You are viewing a plain text version of this content. The canonical link for it is here.
Posted to solr-user@lucene.apache.org by kamaci <fu...@gmail.com> on 2013/03/11 13:38:48 UTC

How to Integrate Solr With Hbase

I have crawled data into Hbase with my Nutch. How can I use Solr to index the
data at Hbase? (Is there any solution from Nutch side, you are welcome)

PS: I am new to such kind of technologies and I run Solr from under example
folder as startup.jar



--
View this message in context: http://lucene.472066.n3.nabble.com/How-to-Integrate-Solr-With-Hbase-tp4046297.html
Sent from the Solr - User mailing list archive at Nabble.com.

Re: How to Integrate Solr With Hbase

Posted by lboutros <bo...@gmail.com>.
Hi Kamaci,

why don't you use the Nutch indexing functionality ?

The Nutch Crawling script already contains the Solr indexing step.

http://wiki.apache.org/nutch/bin/nutch%20solrindex

Ludovic.



-----
Jouve
France.
--
View this message in context: http://lucene.472066.n3.nabble.com/How-to-Integrate-Solr-With-Hbase-tp4046297p4046774.html
Sent from the Solr - User mailing list archive at Nabble.com.

Re: How to Integrate Solr With Hbase

Posted by kamaci <fu...@gmail.com>.
How can I store my crawled data in Solr? Which configuration should I do?



--
View this message in context: http://lucene.472066.n3.nabble.com/How-to-Integrate-Solr-With-Hbase-tp4046297p4046699.html
Sent from the Solr - User mailing list archive at Nabble.com.

Re: How to Integrate Solr With Hbase

Posted by adfel70 <ad...@gmail.com>.
My needs are different.
I have documents with large fields, larger than solr can store (at least if
there havn't been any chnages in this issue).
I want to index the fields but don't want to store them in solr.
And I also need highlighting on these fields. 
So I need to integrate solr and hbase  in search time ,or have some other
component do it, which will intervene after solr searches are retrieved.


Upayavira wrote
> If you want to be ble to use the data in both places, that's what you
> will need. You won't be ble to have Solr read indexes from within hbase,
> it needs to manage its own indexes. 
> 
> Upayavira
> 
> On Wed, Mar 13, 2013, at 09:03 AM, adfel70 wrote:
>> So you end up having all the data both in hbase and solr?
>> 
>> 
>> Bharat Mallampati wrote
>> > We haven't used Nutch to crawl data into SOLR, we used the standard
>> HBASE
>> > API to read and SOLRJ API to write to solr.

Stated goal A ▸ From the rows, copy out the stretch from the line containing "the dry grass." through the line containing "(323, 24), (394, 104)", reproducing each line unchanged.

Data extract ▸
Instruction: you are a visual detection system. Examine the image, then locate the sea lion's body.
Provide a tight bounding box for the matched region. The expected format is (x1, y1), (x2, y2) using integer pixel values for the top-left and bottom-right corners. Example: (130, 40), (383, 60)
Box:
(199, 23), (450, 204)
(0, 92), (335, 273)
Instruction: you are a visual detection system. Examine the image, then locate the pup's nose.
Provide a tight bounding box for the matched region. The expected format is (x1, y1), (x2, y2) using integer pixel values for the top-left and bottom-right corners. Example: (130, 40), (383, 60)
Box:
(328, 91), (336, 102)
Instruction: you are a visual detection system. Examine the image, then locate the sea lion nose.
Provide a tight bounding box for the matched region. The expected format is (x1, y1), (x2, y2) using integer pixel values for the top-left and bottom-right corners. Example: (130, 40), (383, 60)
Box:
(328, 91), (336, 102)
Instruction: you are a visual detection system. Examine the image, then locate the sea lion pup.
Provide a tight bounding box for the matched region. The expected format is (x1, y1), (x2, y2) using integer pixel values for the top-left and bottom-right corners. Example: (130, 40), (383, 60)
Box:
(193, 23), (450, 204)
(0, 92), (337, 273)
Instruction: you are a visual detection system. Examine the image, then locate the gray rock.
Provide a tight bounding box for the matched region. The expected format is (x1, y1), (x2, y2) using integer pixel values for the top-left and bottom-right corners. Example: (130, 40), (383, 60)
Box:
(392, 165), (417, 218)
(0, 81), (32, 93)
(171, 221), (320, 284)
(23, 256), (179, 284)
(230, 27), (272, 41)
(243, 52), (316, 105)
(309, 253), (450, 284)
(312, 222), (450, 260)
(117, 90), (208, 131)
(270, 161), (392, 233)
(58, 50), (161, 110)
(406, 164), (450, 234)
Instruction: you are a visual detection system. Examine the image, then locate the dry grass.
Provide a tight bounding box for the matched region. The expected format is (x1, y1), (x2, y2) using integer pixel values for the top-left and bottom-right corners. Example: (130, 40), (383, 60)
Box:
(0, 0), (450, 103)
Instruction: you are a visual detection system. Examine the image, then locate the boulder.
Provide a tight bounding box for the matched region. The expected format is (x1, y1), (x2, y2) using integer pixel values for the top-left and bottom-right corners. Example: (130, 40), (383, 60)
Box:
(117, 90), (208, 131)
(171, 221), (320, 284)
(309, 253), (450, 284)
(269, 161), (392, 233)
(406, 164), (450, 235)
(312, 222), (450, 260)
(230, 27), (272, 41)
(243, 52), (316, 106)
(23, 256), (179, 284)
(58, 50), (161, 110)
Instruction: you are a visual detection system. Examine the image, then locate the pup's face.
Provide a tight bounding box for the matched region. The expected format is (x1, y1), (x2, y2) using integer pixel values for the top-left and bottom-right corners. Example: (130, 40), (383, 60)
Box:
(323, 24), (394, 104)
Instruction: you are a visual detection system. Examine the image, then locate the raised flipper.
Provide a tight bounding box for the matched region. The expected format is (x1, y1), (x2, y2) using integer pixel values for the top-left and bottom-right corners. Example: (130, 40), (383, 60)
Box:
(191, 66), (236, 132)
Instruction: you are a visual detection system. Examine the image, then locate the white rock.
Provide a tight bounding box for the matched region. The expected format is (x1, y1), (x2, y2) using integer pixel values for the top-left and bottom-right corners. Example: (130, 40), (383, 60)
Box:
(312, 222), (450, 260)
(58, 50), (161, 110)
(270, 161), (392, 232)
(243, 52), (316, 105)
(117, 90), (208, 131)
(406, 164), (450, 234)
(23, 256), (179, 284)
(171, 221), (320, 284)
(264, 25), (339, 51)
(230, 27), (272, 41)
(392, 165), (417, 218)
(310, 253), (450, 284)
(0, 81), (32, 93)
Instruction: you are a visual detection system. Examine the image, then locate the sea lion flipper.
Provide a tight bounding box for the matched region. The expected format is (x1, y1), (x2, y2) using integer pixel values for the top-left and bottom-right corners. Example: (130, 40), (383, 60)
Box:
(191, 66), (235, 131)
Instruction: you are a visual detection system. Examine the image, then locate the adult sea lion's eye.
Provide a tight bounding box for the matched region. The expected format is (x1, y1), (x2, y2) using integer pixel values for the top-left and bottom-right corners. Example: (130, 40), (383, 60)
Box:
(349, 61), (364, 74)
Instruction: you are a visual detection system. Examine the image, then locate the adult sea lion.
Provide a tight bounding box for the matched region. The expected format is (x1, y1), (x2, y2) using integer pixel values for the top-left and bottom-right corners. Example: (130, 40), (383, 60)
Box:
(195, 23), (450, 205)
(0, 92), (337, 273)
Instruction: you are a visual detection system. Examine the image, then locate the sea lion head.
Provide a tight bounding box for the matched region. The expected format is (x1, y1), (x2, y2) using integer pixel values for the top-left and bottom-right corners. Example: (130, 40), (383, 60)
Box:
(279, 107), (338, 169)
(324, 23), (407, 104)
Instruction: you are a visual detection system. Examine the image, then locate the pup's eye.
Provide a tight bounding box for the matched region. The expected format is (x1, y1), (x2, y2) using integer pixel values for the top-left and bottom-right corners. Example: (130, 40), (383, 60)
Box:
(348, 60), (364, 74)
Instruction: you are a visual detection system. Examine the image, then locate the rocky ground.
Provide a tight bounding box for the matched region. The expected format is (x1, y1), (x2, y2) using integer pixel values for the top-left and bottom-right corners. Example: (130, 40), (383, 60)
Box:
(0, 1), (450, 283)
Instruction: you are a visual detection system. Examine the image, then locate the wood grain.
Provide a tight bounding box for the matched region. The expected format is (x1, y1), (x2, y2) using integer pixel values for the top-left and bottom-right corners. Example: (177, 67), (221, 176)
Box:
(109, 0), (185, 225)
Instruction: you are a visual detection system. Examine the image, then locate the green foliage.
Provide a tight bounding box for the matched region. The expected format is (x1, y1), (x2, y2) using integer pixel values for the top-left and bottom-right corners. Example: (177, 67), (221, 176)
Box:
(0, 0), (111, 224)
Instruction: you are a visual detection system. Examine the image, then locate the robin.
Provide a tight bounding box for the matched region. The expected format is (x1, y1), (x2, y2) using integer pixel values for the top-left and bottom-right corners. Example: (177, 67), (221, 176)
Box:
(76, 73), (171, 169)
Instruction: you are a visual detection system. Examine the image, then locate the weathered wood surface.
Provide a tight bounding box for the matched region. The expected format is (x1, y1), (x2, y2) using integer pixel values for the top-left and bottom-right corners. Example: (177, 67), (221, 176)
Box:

Stated goal B ▸ Decide yes or no for each statement against the Solr and HBase thread, and quote the words from it that settle each one. (i) lboutros says the Nutch crawling script already includes a Solr indexing step. (ii) adfel70 wants the large fields stored in Solr. (iii) Bharat Mallampati says they used Nutch to crawl data into Solr.

Right answer A ▸
Instruction: you are a visual detection system. Examine the image, then locate the dry grass.
Provide a tight bounding box for the matched region. The expected format is (x1, y1), (x2, y2) using integer pixel values for the top-left and bottom-right corners. Example: (130, 40), (383, 60)
Box:
(0, 0), (450, 103)
Instruction: you are a visual detection system. Examine the image, then locate the boulder.
Provide a tight bounding box for the matched region. The expected format is (x1, y1), (x2, y2) using integer pixel values for the top-left and bottom-right corners. Example: (130, 40), (383, 60)
Box:
(117, 90), (208, 131)
(171, 221), (320, 284)
(309, 253), (450, 284)
(269, 161), (392, 233)
(406, 164), (450, 235)
(312, 222), (450, 260)
(230, 27), (272, 41)
(243, 52), (316, 106)
(23, 256), (179, 284)
(58, 50), (161, 110)
Instruction: you are a visual detection system. Examine the image, then locate the pup's face.
Provide a tight bounding box for the matched region. The expected format is (x1, y1), (x2, y2) using integer pixel values for the top-left and bottom-right corners. Example: (130, 40), (383, 60)
Box:
(323, 24), (394, 104)

Right answer B ▸
(i) Yes: "The Nutch Crawling script already contains the Solr indexing step."
(ii) No: "I want to index the fields but don't want to store them in solr."
(iii) No: "We haven't used Nutch to crawl data into SOLR"